■ Work to be completed:
Every entry below should be written out again exactly.
**** Materials provided
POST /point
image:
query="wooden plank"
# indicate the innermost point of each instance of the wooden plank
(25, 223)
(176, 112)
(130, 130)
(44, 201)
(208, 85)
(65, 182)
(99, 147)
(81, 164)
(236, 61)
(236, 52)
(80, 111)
********
■ Answer to this exercise:
POST /point
image:
query="wooden plank"
# indicate the innermost point of each instance of the wooden plank
(25, 223)
(176, 112)
(130, 130)
(44, 201)
(208, 85)
(65, 182)
(99, 147)
(81, 164)
(236, 61)
(236, 52)
(80, 111)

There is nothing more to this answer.